Work task ->
Work out how many lines of this material hold the word "white". Write only that number.
[Start of section]
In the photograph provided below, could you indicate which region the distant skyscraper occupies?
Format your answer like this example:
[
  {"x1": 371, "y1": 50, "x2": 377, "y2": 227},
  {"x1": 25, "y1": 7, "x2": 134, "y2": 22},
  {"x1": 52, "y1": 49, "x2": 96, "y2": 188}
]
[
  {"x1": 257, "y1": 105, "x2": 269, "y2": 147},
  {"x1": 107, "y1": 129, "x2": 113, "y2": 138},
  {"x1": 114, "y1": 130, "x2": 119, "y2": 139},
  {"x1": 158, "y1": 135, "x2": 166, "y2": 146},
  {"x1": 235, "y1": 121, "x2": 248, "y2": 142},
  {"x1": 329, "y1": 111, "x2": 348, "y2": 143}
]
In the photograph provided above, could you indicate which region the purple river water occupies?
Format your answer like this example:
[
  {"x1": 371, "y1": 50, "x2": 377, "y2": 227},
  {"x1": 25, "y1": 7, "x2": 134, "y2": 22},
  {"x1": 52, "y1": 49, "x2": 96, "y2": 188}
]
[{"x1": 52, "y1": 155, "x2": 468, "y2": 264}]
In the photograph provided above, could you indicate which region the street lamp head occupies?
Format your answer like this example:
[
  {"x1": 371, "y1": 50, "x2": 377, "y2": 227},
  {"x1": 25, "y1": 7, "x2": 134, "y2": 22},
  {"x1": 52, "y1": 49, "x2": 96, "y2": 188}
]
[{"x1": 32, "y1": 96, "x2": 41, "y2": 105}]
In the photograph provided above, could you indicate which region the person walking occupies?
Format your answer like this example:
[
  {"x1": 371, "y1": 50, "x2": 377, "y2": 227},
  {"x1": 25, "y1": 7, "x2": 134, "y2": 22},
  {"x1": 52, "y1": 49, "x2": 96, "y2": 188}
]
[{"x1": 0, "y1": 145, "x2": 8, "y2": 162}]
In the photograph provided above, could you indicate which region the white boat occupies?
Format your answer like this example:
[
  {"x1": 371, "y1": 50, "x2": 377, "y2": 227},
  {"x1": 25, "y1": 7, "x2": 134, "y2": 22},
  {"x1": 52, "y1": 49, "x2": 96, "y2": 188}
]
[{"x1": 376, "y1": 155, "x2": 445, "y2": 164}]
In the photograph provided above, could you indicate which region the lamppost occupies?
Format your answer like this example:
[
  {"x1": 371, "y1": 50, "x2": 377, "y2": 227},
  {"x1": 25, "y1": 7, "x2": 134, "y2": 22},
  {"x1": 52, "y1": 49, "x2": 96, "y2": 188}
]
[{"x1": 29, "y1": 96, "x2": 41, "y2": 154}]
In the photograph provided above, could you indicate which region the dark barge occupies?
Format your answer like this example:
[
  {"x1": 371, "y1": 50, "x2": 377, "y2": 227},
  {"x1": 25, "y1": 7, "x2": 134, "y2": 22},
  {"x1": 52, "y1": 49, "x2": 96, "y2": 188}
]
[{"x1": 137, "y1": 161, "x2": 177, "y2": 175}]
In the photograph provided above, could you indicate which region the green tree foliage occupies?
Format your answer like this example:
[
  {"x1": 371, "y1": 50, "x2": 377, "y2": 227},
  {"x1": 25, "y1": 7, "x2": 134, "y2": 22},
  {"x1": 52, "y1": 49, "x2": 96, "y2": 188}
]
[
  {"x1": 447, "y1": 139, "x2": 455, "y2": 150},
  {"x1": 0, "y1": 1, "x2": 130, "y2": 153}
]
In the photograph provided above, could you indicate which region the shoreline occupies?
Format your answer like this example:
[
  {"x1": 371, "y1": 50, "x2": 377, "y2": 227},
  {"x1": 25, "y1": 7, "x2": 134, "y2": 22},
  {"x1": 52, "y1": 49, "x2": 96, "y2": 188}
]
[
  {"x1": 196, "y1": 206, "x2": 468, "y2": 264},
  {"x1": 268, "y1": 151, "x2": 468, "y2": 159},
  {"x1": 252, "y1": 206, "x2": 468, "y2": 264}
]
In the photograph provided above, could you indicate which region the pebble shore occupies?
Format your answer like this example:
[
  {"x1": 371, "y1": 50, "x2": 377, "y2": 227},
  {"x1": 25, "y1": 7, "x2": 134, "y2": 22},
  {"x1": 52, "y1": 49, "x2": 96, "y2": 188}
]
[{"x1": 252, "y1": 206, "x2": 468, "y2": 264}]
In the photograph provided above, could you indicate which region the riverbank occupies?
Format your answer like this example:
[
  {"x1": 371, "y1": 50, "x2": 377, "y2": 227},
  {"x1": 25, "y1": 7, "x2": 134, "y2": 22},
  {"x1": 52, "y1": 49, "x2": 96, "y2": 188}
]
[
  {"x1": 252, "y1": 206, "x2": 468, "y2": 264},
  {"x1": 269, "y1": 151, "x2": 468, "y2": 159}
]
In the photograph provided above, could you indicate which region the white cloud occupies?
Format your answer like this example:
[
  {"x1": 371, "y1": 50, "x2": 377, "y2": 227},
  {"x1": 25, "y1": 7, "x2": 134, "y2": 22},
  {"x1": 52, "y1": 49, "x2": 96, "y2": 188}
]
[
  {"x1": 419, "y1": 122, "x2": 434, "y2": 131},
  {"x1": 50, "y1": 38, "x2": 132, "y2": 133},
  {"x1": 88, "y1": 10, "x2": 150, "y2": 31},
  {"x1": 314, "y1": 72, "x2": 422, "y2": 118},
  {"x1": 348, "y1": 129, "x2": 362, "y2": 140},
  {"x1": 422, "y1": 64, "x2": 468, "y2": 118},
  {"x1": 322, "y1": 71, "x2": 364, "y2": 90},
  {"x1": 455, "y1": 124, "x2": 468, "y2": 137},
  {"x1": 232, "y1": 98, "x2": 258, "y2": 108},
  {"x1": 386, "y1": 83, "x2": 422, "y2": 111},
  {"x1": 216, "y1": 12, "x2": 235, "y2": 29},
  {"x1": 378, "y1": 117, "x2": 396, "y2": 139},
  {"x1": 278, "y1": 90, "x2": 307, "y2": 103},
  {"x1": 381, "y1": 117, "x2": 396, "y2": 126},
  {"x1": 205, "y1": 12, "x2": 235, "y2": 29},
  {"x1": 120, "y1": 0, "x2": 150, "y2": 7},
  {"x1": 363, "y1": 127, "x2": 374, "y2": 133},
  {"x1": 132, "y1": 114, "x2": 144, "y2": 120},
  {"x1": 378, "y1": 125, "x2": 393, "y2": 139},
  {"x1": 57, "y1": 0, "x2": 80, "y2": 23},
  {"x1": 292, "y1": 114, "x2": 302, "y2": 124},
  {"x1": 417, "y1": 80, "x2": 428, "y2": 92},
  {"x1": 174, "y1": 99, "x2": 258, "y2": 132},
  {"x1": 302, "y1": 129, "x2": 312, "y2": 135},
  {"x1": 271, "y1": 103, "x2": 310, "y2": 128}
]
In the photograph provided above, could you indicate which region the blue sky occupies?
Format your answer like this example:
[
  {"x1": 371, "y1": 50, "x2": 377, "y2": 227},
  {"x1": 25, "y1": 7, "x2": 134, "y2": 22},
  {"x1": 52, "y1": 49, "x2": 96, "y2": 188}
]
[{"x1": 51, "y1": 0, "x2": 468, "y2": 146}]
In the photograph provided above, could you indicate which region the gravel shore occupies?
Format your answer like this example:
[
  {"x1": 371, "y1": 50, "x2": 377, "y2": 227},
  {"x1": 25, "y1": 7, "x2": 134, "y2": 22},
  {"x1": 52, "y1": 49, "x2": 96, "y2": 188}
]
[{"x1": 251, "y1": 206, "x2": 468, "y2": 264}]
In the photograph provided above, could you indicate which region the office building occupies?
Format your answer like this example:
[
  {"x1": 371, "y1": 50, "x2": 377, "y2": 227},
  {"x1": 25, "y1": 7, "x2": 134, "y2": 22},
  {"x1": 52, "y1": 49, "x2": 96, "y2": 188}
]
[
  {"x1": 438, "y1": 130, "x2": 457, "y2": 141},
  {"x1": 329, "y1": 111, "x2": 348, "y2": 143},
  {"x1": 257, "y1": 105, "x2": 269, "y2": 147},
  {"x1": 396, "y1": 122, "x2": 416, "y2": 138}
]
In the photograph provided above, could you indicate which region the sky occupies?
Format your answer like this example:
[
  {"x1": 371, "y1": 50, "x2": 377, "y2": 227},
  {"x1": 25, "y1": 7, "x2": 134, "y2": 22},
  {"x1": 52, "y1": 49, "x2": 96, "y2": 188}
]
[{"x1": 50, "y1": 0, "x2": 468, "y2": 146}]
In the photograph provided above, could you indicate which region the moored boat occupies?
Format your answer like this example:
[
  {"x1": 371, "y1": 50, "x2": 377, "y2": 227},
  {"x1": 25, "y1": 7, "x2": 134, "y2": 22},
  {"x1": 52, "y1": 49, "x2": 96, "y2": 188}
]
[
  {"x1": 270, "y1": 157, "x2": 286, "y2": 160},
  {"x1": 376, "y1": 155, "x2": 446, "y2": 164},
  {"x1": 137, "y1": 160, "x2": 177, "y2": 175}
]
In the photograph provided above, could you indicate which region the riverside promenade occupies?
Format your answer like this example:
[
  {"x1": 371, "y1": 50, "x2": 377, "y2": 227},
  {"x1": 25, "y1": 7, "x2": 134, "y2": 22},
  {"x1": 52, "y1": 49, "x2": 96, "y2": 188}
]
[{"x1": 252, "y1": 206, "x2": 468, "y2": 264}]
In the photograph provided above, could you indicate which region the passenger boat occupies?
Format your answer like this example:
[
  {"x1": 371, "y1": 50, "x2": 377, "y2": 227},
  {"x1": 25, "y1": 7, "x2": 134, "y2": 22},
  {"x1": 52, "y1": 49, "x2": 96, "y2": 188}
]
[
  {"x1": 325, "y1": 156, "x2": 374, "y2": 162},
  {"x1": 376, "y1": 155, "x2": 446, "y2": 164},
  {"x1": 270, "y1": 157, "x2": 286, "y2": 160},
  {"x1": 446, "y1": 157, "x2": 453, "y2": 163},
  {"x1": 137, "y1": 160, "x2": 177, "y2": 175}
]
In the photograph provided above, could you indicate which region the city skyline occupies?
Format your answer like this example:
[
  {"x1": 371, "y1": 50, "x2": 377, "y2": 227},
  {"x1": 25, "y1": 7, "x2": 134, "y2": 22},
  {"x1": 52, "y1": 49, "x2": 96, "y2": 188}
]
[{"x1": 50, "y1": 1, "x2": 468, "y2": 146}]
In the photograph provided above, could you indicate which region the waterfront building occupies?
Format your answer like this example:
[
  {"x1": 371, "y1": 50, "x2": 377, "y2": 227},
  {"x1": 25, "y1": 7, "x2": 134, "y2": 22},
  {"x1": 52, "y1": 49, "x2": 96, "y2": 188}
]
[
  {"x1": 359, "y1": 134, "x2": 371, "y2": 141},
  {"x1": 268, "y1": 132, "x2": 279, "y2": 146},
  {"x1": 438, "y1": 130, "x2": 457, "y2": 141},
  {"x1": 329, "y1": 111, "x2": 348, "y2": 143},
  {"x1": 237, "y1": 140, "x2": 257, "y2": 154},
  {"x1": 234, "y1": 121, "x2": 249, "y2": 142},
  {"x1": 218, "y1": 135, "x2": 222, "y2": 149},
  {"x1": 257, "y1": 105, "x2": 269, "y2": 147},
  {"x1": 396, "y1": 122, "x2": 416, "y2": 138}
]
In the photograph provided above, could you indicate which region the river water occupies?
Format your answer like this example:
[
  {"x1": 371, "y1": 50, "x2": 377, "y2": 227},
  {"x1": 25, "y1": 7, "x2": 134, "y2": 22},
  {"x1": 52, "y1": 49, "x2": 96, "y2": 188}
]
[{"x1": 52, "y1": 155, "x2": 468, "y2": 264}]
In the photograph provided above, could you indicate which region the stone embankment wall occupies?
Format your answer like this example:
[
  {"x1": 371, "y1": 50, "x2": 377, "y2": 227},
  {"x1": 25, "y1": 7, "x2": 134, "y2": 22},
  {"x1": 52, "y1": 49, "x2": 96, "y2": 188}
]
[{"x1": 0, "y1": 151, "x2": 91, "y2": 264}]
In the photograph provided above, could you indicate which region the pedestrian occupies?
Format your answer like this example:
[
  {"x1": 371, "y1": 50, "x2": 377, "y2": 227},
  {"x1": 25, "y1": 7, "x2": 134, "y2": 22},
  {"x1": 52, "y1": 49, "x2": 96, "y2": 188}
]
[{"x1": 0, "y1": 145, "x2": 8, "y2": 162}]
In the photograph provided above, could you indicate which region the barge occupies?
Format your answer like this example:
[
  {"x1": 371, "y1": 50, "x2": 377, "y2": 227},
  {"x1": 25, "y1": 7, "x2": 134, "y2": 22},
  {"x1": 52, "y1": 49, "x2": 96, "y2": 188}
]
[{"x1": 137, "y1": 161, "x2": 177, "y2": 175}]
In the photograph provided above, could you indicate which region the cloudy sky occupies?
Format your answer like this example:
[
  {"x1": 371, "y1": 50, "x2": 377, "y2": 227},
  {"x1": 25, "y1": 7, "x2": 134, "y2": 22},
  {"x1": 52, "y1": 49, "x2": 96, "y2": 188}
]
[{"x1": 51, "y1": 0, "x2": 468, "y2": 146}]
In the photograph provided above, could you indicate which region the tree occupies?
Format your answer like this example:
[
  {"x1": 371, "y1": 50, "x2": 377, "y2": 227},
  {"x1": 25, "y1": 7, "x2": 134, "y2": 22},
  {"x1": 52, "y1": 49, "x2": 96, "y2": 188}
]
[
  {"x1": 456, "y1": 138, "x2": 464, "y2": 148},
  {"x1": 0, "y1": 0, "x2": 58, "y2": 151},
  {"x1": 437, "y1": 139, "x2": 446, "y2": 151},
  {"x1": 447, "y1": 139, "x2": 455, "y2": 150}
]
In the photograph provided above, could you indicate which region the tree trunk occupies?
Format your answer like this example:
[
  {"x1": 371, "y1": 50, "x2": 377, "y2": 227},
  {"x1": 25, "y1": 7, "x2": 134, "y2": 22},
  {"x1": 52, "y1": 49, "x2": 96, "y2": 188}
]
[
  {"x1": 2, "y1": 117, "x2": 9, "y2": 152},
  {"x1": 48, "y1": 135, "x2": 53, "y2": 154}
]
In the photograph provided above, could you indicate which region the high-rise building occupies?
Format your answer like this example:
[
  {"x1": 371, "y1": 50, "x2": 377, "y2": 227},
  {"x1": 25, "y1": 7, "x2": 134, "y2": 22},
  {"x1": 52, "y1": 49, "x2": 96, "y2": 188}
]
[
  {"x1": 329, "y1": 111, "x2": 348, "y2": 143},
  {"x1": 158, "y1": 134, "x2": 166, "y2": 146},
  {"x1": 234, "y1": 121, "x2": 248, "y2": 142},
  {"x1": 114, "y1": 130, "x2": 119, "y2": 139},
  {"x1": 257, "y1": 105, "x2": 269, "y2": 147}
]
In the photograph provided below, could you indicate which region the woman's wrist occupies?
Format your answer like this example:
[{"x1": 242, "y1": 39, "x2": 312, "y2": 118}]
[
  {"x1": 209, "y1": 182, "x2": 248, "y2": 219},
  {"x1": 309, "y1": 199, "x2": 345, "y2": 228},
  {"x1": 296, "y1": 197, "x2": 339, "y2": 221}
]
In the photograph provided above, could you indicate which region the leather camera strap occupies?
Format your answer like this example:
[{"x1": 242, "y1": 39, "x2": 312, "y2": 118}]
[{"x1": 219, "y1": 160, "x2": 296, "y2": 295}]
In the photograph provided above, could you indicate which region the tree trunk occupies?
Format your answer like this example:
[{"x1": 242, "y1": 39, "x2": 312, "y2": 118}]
[End of section]
Result ->
2